Required action A
Reproduce verbatim the portion of the passage on COVID-19 and gastroenterology from "The authors of" to "and staff members.".
Required action B
Render into Spanish the following sentence from the passage on COVID-19 and gastroenterology: "Gastroenterologists can help flatten the curve of COVID-19 spread between patients, themselves and staff members."

#### Excerpted passage

The authors of that paper noted that the first confirmed case in the United States reported nausea and vomiting upon admission and a loose bowel movement on the second day of hospitalization. Furthermore, the team noted recent reports of mild to moderate liver injury in COVID-19 patients, as evidenced by elevated aminotransferases, hypoproteinemia, and prothrombin time prolongation.
How GI Doctors and Patients Can Help Stop the Spread of COVID-19
Gastroenterologists can help flatten the curve of COVID-19 spread between patients, themselves and staff members.
Reschedule non-urgent endoscopic procedures
Consider rescheduling colon cancer screening and standard polyp removal for patients at average risk. Take extra precautions when performing non-urgent procedures of higher priority, such as cancer evaluations, evaluation of significant symptoms, and prosthetic removals.
Be aware that COVID-19 may present GI symptoms first
COVID-19 patients may complain of gastrointestinal symptoms such as nausea or diarrhea. Laboratory findings described in COVID-19 patients include liver function test abnormalities.
Prescreen all patients for symptoms and risk exposure
Ask patients about history of fever or respiratory symptoms, inquire about the patient’s family members or close contacts with similar symptoms, contact with someone with COVID-19, or travel to a high-risk area.

########
#### Data extracts

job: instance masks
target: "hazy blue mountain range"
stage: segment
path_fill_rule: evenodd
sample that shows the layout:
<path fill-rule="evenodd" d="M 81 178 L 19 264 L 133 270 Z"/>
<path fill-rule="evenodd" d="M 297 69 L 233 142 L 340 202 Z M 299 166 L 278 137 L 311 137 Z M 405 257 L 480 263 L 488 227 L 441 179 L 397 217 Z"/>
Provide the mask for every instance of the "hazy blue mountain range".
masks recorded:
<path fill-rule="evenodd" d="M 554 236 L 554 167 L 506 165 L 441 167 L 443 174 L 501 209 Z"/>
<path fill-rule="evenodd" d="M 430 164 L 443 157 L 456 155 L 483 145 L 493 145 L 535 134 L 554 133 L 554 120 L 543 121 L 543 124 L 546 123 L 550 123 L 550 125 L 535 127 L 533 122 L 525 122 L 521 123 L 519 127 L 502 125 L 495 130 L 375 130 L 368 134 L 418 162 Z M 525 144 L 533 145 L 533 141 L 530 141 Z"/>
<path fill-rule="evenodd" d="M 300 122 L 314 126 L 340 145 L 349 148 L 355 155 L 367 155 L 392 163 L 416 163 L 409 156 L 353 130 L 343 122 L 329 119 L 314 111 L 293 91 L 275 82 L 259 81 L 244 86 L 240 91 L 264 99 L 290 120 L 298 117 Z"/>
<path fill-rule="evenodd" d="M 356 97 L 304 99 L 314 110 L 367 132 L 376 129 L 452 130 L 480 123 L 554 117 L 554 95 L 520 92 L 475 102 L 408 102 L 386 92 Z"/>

########

Expected answer A
The authors of that paper noted that the first confirmed case in the United States reported nausea and vomiting upon admission and a loose bowel movement on the second day of hospitalization. Furthermore, the team noted recent reports of mild to moderate liver injury in COVID-19 patients, as evidenced by elevated aminotransferases, hypoproteinemia, and prothrombin time prolongation.
How GI Doctors and Patients Can Help Stop the Spread of COVID-19
Gastroenterologists can help flatten the curve of COVID-19 spread between patients, themselves and staff members.

Expected answer B
Los gastroenterólogos pueden ayudar a aplanar la curva de propagación de la COVID-19 entre los pacientes, ellos mismos y los miembros del personal.